● **JOB**: Without the pictures, return all of the material exactly as written.
-- begin --
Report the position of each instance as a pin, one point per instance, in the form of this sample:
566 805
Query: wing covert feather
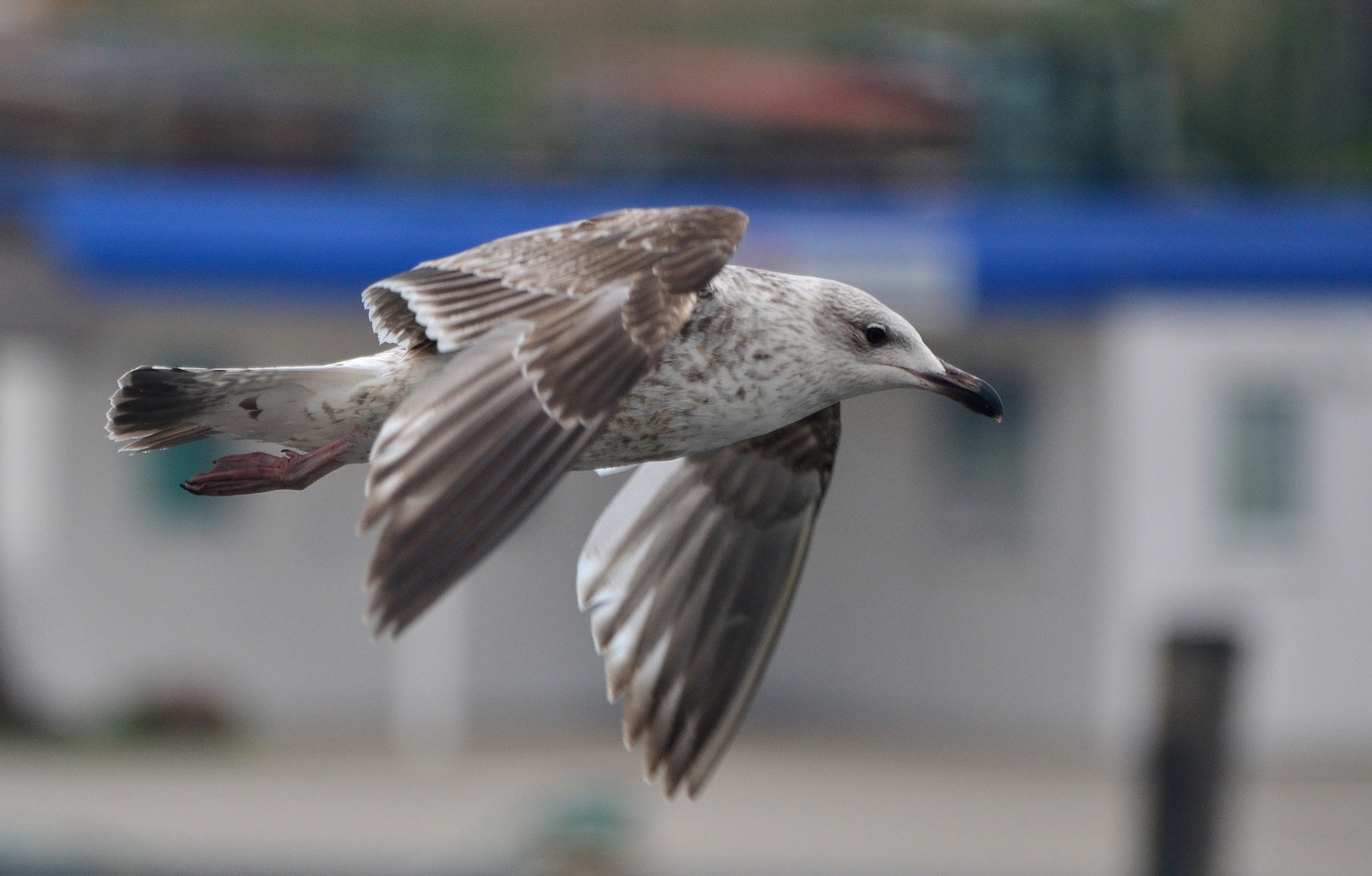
553 327
688 578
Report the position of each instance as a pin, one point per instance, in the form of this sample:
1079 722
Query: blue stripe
1030 250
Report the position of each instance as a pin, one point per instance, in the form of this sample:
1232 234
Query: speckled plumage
617 341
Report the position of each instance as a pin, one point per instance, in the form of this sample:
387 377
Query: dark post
1189 754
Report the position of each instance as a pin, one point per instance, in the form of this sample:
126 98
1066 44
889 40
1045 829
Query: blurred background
1147 222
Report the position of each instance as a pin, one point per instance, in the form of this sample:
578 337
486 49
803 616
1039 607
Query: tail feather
161 407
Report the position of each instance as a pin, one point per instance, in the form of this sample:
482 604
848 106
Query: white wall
1302 608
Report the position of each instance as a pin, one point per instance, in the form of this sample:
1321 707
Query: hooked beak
972 393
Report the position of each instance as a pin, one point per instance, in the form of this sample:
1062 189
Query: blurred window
987 483
1262 457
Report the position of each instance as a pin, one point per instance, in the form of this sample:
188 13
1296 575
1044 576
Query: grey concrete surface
776 806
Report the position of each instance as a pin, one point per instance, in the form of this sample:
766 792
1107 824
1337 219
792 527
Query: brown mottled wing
688 576
555 325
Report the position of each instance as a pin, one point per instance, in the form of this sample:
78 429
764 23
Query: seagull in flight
615 341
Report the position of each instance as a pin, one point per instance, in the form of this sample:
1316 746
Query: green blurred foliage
1088 89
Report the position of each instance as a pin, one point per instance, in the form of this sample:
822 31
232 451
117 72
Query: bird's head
880 350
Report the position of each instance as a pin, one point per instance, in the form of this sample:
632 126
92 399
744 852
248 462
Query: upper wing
560 324
688 576
660 252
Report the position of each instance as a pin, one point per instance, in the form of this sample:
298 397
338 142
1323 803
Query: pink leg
247 473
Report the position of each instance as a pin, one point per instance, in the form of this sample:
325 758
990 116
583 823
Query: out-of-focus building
1183 373
1185 389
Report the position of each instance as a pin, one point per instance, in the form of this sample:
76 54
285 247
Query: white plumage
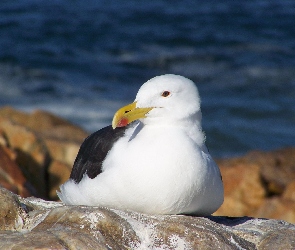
160 165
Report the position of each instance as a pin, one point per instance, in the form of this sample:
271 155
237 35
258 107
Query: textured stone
244 192
30 223
31 153
11 176
58 172
43 122
277 208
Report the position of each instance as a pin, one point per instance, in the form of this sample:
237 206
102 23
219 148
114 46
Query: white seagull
153 158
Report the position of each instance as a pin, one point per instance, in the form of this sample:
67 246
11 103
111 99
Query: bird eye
165 93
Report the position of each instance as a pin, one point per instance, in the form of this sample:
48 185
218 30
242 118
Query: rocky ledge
32 223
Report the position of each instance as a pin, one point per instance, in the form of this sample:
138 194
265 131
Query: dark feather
93 152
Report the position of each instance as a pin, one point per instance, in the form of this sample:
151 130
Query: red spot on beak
123 122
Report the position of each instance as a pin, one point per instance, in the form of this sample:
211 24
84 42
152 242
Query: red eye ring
165 93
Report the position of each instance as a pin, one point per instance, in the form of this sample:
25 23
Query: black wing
93 152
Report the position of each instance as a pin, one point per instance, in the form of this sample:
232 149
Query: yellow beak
128 114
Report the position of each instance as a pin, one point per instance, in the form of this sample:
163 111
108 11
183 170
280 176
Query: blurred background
82 60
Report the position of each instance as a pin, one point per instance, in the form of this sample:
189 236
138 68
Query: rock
58 173
277 207
277 168
31 153
11 176
31 223
43 122
289 193
259 184
45 147
244 192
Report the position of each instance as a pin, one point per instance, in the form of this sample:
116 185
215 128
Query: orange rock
243 191
47 124
277 208
58 173
11 176
289 193
31 153
277 168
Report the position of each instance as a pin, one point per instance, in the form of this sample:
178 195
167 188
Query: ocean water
83 60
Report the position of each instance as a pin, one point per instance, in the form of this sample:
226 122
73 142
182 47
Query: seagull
152 159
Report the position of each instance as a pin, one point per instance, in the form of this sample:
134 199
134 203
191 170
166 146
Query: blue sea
82 60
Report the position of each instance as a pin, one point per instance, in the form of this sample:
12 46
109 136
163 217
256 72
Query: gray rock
33 223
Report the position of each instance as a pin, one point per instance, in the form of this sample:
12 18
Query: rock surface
260 184
37 151
44 145
31 223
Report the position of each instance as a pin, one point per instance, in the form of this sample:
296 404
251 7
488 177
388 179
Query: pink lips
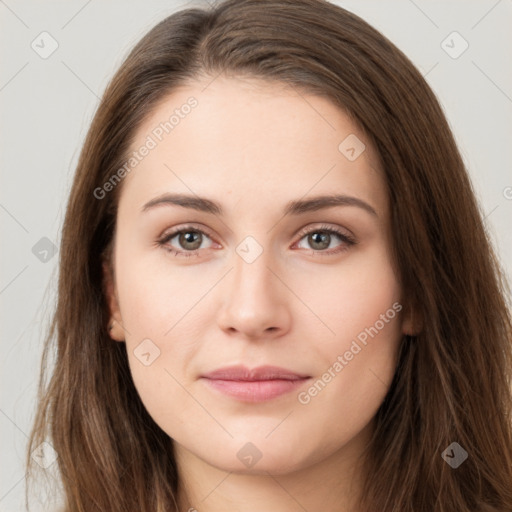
256 385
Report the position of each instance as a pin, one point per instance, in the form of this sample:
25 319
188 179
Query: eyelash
345 238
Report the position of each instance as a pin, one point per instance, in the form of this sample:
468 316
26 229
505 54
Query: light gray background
47 105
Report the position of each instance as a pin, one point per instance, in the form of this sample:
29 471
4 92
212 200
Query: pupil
190 237
320 238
-- end --
● **RESULT OF THIS TASK**:
Report the position of each instance as a pin, one point per instance, in the form of this sample:
566 805
Query: wing covert feather
553 327
688 578
Report the position of each instance as a pin, one point per instance, in the form of this sample:
1079 722
Query: blue stripe
1030 250
Report the position of each instance as a pin, one point per instance, in the form of this sample:
1232 234
Query: speckled plumage
617 341
Report the position of each instance as a pin, one point per instance, in the form of this sample:
387 377
Query: dark post
1189 754
Report the position of each instance as a pin, one point per instance, in the form of this sample:
126 98
1066 44
889 40
1045 829
Query: blurred background
1147 222
Report the position of each instance as a pin, one point per instance, in the form of this sample:
578 337
486 49
803 616
1039 607
Query: tail feather
161 407
Report the position of each instance as a pin, one point per instance, in the form of this sample:
482 604
848 106
Query: white wall
1302 608
Report the position of each instance as a pin, one point per instance, in the form of this sample:
1321 707
Query: hooked beak
972 393
Report the position of each instance as a pin, one point per instance, in the form of this sample:
1062 189
Query: blurred window
987 483
1262 457
Report the position of each instance as a pin, one point per instance, in the form of this sample:
188 13
1296 575
1044 576
Query: grey concrete surface
776 806
Report the position of each instance as a pin, one point per instance, in the form of this sample:
766 792
1107 824
1337 219
792 527
Query: brown mottled wing
688 576
555 325
Report the position of each instance as a pin, one point per instance, in the form of this sample:
78 429
764 23
Query: seagull in flight
615 341
Report the position of each instance as a pin, one point per instance, in the form of this sample:
1316 746
Query: green blurred foliage
1088 89
Report the position of each instance as a pin, one point per instance, in the form of this sample:
822 31
232 451
117 72
Query: bird's head
880 350
Report the position of each instance as a pin, one point per instance, in the form of this sample:
632 126
92 399
744 852
248 462
Query: upper wing
560 324
688 576
660 252
Report the position of each instance as a pin, one point per instance, in the form of this sample:
298 397
338 142
1323 803
Query: pink leg
247 473
Report the position of each instance as a pin, one point per instance, in the form of this sample:
325 758
990 116
583 823
Query: out-of-focus building
1183 373
1185 389
Report the position of each instance as a pin, one point per instance, in the form of this sample:
76 54
285 247
Query: white plumage
160 165
Report the position of each instance as a pin, one point per instance, in the form of this sample:
271 155
237 35
258 107
Query: textured stone
244 192
30 223
31 153
11 176
58 172
43 122
277 208
Report the position of each instance as a pin, one point per instance, in the form of this sample:
237 206
102 23
219 148
114 46
Query: white seagull
153 158
Report the position of each instance as a pin, one point per instance, in the form of this sample:
67 246
11 103
111 99
Query: bird eye
165 93
Report the position of each instance as a pin, one point per instance, in the form of this sample:
48 185
218 30
242 118
Query: rocky ledge
32 223
Report the position of each instance as a pin, one point per instance, in the form of this sample:
138 194
265 131
Query: dark feather
93 152
Report the position of each instance as a pin, one point per instance, in the form of this sample:
151 130
Query: red spot on beak
123 122
Report the position of each instance as a pin, one point per instance, in the form of this sample:
211 24
84 42
152 242
Query: red eye ring
165 93
Report the position of each instance as a pin, one point per instance, in the form of this sample:
25 23
Query: black wing
93 152
Report the position of each instance as a pin, one point per instance, in the form of this sample:
232 149
Query: yellow beak
128 114
Report the position of each instance as a pin, one point per instance, in the form of this sample:
163 111
108 11
183 170
280 176
Query: blurred background
82 60
Report the position of each instance as a pin, one point per instance, in the form of this sample:
189 236
138 68
Query: rock
58 173
277 207
277 168
31 153
11 176
31 223
43 122
289 193
259 184
45 147
244 192
Report the position of each instance as a pin, one point per instance, in the form of this sample:
116 185
215 128
Query: orange rock
243 191
47 124
277 208
58 173
11 176
289 193
31 153
277 168
Report the position of each instance as a pin, one point per instance, in the form of this sample:
178 195
167 188
Query: ocean water
83 60
Report the position of each instance as a pin, one point per instance, in the form of this sample:
226 122
73 142
182 47
Query: seagull
152 159
Report the position of each instance as a pin, one point per instance, in the form of this sample:
134 199
134 203
191 170
166 146
Query: blue sea
82 60
Report the position of each instance as a pin, one point per instance, in the form of this sample:
12 46
109 136
163 217
256 72
Query: gray rock
33 223
Report the position of each instance as a pin, one point per instance, in the form of this sample:
12 18
Query: rock surface
260 184
37 151
44 145
31 223
Report the position of each instance as a pin, one point per instance, in the form of this sample:
296 404
251 7
488 177
388 179
Query: pink lips
256 385
Report the position of each instance as a pin, one point per instance, in the form of this sample:
25 319
188 179
Query: eyelash
345 238
Report the position of each instance as a pin, one point per instance, in the form of this sample:
468 316
26 229
505 54
Query: light gray background
47 105
Report the position of each instance as a pin, one point per instance, in the form of this sample:
29 471
4 92
212 200
Query: pupil
190 237
320 238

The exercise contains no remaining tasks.